• Description of the task
Convert the records from the line containing "The service SHOULD place a point on the dried" through the line containing "[1160, 282]", both included, into a two-column CSV with the headers instruction and points and one row per record. Quote each field and replace line breaks with spaces.

──────── Recorded information ────────

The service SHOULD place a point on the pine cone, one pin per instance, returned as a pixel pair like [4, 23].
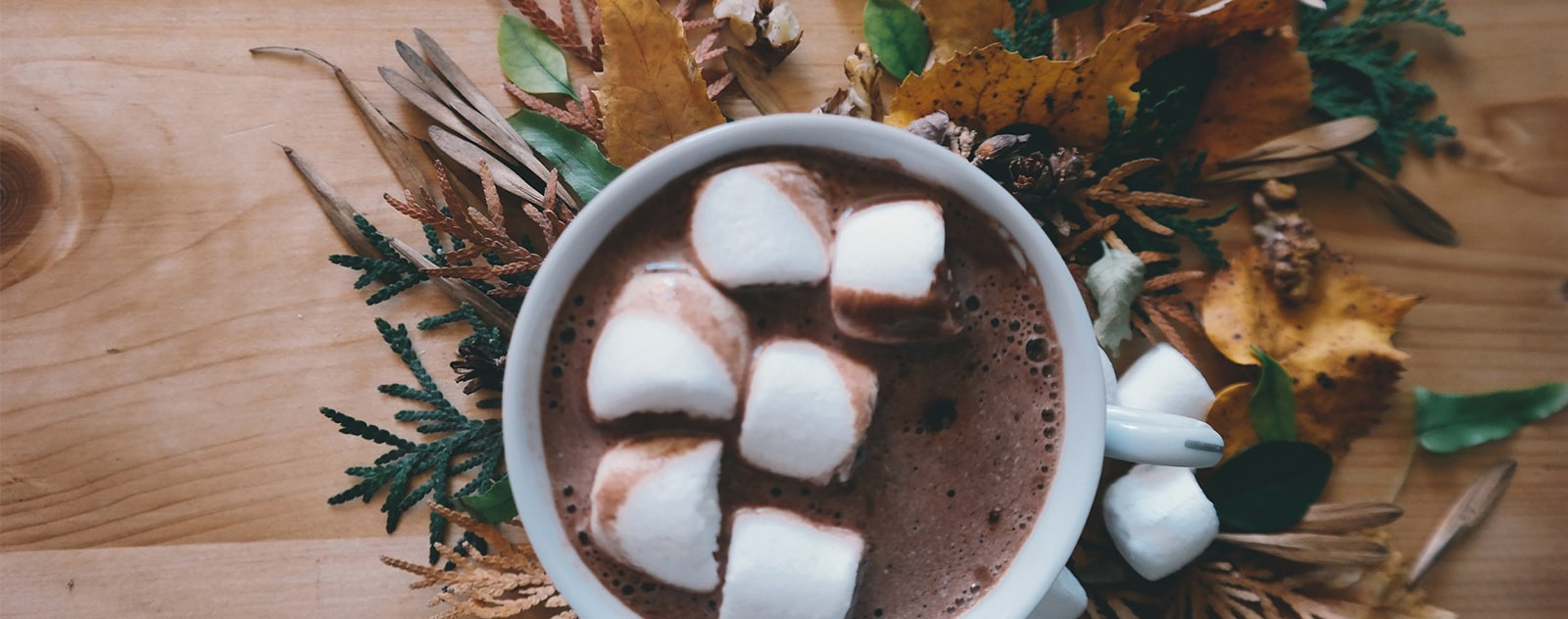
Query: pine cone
[477, 368]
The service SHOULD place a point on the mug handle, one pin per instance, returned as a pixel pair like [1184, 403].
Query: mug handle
[1160, 438]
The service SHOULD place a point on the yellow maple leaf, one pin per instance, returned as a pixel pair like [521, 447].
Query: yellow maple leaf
[1335, 345]
[992, 88]
[1262, 85]
[650, 88]
[963, 25]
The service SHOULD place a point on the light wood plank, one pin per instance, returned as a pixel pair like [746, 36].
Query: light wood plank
[290, 579]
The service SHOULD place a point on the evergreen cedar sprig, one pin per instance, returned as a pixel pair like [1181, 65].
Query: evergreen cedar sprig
[391, 268]
[1358, 72]
[1032, 30]
[483, 253]
[412, 470]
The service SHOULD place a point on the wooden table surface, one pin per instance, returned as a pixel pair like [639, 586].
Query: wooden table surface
[172, 325]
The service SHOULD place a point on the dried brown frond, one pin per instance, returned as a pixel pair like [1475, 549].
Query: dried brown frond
[482, 231]
[1162, 317]
[579, 117]
[504, 582]
[1112, 190]
[1089, 234]
[564, 31]
[1160, 282]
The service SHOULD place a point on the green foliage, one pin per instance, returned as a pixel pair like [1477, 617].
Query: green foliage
[454, 444]
[1199, 231]
[1269, 486]
[530, 60]
[1272, 406]
[898, 36]
[1115, 282]
[577, 157]
[396, 273]
[493, 505]
[1450, 422]
[1358, 72]
[1032, 30]
[1170, 94]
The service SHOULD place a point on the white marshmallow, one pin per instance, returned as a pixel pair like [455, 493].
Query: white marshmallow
[1107, 372]
[656, 508]
[1164, 380]
[783, 566]
[807, 411]
[1066, 599]
[673, 344]
[1159, 519]
[890, 279]
[760, 224]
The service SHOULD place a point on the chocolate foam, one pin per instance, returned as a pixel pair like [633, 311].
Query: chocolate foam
[961, 446]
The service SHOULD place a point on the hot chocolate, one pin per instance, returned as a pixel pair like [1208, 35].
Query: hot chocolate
[958, 453]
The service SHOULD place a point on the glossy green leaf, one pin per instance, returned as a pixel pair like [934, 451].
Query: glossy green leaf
[1272, 406]
[530, 60]
[493, 505]
[1450, 422]
[1115, 282]
[1063, 7]
[898, 36]
[1269, 486]
[579, 161]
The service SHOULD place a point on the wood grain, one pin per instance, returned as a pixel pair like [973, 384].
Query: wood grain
[170, 323]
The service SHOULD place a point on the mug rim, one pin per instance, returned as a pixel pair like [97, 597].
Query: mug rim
[1073, 485]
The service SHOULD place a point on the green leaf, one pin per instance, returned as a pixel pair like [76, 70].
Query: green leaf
[530, 60]
[898, 36]
[579, 161]
[1269, 486]
[493, 505]
[1063, 7]
[1450, 422]
[1272, 406]
[1115, 282]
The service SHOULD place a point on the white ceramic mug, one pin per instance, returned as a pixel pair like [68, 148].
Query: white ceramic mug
[1089, 431]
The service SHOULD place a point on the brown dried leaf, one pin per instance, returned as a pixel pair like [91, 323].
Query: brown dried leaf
[963, 25]
[506, 582]
[1313, 141]
[1079, 31]
[1243, 584]
[1337, 345]
[1405, 206]
[1345, 517]
[753, 80]
[1261, 85]
[1468, 511]
[992, 88]
[1274, 169]
[651, 90]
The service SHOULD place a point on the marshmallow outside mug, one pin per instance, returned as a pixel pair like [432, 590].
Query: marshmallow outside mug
[1090, 431]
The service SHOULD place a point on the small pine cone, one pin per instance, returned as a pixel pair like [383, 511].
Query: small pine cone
[477, 368]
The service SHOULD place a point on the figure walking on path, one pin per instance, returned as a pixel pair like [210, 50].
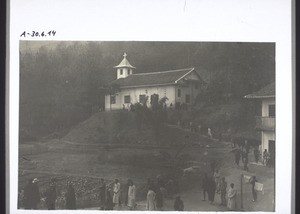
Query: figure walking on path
[223, 188]
[150, 199]
[265, 157]
[178, 204]
[209, 133]
[27, 201]
[70, 198]
[102, 191]
[211, 190]
[217, 178]
[205, 184]
[109, 205]
[159, 199]
[232, 194]
[35, 194]
[237, 156]
[254, 193]
[256, 154]
[117, 192]
[51, 195]
[131, 195]
[246, 164]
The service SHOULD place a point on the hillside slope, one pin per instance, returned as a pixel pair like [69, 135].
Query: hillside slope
[121, 127]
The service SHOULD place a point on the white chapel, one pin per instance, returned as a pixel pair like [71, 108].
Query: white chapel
[178, 86]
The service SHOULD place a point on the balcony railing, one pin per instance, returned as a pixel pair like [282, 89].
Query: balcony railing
[265, 123]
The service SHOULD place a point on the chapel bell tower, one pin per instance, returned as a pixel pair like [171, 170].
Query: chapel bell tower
[124, 69]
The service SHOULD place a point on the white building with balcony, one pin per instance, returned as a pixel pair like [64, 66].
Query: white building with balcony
[179, 86]
[266, 123]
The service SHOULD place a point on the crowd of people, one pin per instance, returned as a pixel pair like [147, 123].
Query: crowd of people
[241, 153]
[212, 184]
[109, 195]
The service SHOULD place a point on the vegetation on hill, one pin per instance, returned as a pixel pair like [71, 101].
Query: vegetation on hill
[60, 82]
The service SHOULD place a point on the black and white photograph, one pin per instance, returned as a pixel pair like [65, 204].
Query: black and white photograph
[147, 125]
[149, 106]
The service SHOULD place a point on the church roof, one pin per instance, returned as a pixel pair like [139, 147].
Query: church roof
[124, 63]
[266, 92]
[153, 78]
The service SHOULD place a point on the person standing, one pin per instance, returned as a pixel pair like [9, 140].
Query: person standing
[70, 198]
[254, 193]
[256, 154]
[109, 205]
[209, 133]
[117, 192]
[246, 163]
[223, 188]
[232, 194]
[27, 200]
[205, 184]
[217, 178]
[265, 157]
[159, 199]
[35, 194]
[126, 192]
[51, 195]
[131, 195]
[237, 156]
[102, 191]
[150, 199]
[211, 190]
[178, 204]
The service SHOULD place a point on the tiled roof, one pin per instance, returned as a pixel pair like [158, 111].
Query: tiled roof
[152, 79]
[266, 92]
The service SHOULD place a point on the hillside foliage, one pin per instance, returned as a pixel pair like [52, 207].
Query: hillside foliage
[61, 83]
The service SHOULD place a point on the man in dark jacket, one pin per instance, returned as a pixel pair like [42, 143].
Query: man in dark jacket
[223, 187]
[27, 201]
[70, 198]
[205, 184]
[51, 195]
[35, 194]
[102, 191]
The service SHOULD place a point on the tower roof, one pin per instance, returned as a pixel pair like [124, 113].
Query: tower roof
[266, 92]
[154, 78]
[124, 63]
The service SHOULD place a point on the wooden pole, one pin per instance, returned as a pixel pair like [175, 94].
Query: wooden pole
[242, 191]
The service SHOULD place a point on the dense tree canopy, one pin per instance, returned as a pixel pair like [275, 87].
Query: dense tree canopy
[60, 82]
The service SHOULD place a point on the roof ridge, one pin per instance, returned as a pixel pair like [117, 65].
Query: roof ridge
[164, 71]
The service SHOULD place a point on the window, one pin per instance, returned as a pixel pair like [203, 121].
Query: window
[272, 110]
[142, 98]
[112, 99]
[127, 99]
[178, 92]
[187, 98]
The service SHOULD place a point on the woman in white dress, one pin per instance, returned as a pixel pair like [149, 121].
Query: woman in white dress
[232, 193]
[131, 195]
[150, 199]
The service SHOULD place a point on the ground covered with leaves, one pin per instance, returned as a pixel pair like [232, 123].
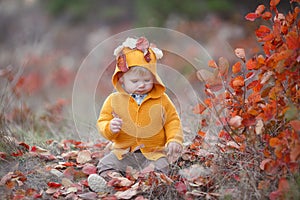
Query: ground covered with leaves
[60, 171]
[247, 145]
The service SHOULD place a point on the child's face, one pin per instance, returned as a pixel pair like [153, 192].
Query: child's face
[136, 83]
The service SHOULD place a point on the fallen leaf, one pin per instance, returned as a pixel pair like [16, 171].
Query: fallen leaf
[6, 178]
[84, 156]
[263, 163]
[54, 184]
[236, 121]
[240, 53]
[88, 195]
[180, 187]
[89, 169]
[127, 194]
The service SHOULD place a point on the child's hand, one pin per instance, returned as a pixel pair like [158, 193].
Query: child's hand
[115, 125]
[173, 151]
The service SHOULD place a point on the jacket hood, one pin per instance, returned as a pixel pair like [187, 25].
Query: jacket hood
[137, 52]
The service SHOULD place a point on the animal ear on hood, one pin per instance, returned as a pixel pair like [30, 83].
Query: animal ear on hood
[136, 52]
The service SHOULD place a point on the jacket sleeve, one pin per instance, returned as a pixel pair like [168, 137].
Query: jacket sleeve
[172, 124]
[104, 119]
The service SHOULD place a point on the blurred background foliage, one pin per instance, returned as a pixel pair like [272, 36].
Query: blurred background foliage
[45, 41]
[145, 12]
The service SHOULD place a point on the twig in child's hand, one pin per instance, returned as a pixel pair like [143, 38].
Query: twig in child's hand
[115, 115]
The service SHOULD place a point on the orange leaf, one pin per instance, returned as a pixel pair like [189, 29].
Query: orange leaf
[262, 31]
[54, 184]
[84, 156]
[199, 109]
[267, 15]
[274, 142]
[236, 68]
[240, 53]
[252, 84]
[238, 82]
[292, 40]
[212, 64]
[252, 64]
[223, 66]
[295, 152]
[251, 16]
[283, 185]
[236, 121]
[201, 133]
[273, 3]
[295, 124]
[263, 163]
[260, 9]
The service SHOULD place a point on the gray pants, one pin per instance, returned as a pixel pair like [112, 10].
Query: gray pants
[136, 160]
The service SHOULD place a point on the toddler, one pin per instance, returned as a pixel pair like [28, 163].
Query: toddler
[139, 118]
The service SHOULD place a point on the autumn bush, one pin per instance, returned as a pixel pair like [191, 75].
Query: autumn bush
[252, 104]
[258, 111]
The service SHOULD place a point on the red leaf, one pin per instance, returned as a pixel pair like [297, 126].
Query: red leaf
[180, 187]
[54, 184]
[260, 9]
[267, 15]
[236, 121]
[212, 64]
[201, 133]
[199, 109]
[6, 178]
[69, 173]
[84, 156]
[273, 3]
[252, 64]
[295, 124]
[24, 145]
[262, 31]
[236, 68]
[89, 169]
[251, 16]
[18, 153]
[274, 142]
[264, 163]
[88, 195]
[238, 82]
[69, 164]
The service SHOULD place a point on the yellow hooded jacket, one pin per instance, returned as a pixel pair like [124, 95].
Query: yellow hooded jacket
[148, 127]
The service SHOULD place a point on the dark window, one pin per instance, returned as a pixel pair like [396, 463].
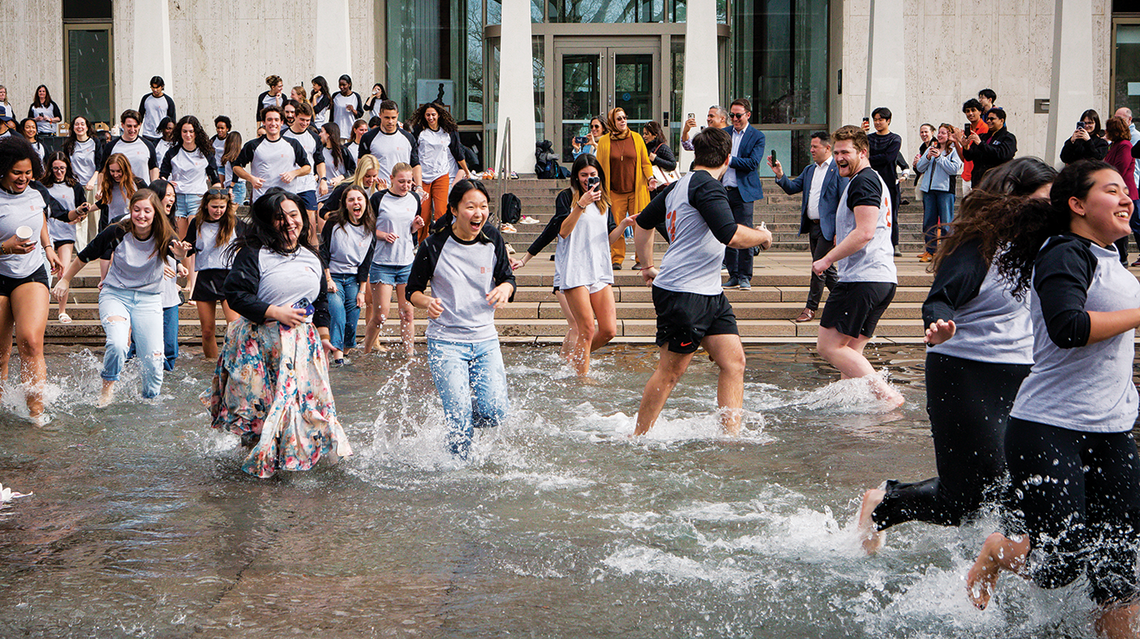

────────

• Task solution
instruction,points
"The service SHOULD place a point on the dried brown frond, one pin per instance, returned as a pixel pair like [1475, 549]. Query: dried brown frond","[482, 231] [1162, 317] [579, 117] [504, 582] [1112, 190] [1089, 234] [564, 31] [1160, 282]"